» Kutipan Teks
Kondisi yang digambarkan ini jauh berbeda dengan daerah asalnya yang sering terlibat konflik. Bahkan Aceh sempat ditetapkan sebagai daerah darurat militer. Ia pun pernah mendapat ancaman lantaran menjalankan kebijakan yang dianggap merugikan sebagian kalangan.
"Jelas saya merasa terintimidasi waktu itu padahal hanya menjalankan kebijakan saja. Bentuk terornya memang tidak berbentuk fisik, paling ya mereka berbicara keras atau mengancam akan datang ke rumah. Tapi demi menjalankan kewajiban ya saya tetap lanjut saja," kata Rusly.

» Tugas Latihan 1
Tampilkan semua baris entri yang mengandung kata "white".
Entri yang disajikan tidak ada hubungannya dengan kutipan ini.

» Entri Data
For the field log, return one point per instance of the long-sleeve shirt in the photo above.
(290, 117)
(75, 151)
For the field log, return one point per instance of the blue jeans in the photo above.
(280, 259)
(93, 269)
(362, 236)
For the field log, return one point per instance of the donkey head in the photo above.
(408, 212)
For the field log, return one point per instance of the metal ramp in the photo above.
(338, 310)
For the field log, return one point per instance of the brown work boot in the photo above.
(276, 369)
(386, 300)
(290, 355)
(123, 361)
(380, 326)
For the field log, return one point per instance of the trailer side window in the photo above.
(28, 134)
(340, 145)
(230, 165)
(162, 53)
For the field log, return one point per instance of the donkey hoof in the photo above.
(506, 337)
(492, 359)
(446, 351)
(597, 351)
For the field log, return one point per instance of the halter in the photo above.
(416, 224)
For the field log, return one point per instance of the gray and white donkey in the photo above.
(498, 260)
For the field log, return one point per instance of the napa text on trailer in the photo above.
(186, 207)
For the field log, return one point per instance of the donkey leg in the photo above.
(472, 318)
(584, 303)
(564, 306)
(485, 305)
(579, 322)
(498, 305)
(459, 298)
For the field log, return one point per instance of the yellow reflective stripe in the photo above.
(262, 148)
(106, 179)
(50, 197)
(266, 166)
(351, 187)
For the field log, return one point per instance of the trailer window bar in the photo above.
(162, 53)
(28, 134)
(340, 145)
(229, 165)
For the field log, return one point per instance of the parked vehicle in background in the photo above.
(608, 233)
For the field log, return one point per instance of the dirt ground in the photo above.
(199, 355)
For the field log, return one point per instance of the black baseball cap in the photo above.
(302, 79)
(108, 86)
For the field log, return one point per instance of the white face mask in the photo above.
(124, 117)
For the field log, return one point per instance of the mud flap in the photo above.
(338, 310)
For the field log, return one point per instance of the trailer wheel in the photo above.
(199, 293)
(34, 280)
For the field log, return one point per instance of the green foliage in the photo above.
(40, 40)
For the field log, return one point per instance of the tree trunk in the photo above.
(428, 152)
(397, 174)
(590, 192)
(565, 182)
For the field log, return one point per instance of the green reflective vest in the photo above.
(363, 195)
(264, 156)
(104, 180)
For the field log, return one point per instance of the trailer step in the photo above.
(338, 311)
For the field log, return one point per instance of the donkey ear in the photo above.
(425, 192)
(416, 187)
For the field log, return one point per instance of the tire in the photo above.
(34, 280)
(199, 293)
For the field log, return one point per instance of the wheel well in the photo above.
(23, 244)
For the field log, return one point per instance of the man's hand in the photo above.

» Tugas Latihan 2
Periksa apakah tiap pernyataan di bawah ini sesuai dengan kutipan tentang Rusly di atas, lalu jawab ya atau tidak disertai kata-kata penentu dari kutipan itu. (a) Aceh pernah ditetapkan sebagai daerah darurat militer. (b) Teror yang diterima Rusly berupa serangan fisik. (c) Rusly berhenti menjalankan kebijakan karena ancaman yang diterima.

» Jawaban Akhir 1
For the field log, return one point per instance of the gray and white donkey in the photo above.
For the field log, return one point per instance of the white face mask in the photo above.

» Jawaban Akhir 2
(a) Ya: "Bahkan Aceh sempat ditetapkan sebagai daerah darurat militer."
(b) Tidak: "Bentuk terornya memang tidak berbentuk fisik"
(c) Tidak: "Tapi demi menjalankan kewajiban ya saya tetap lanjut saja"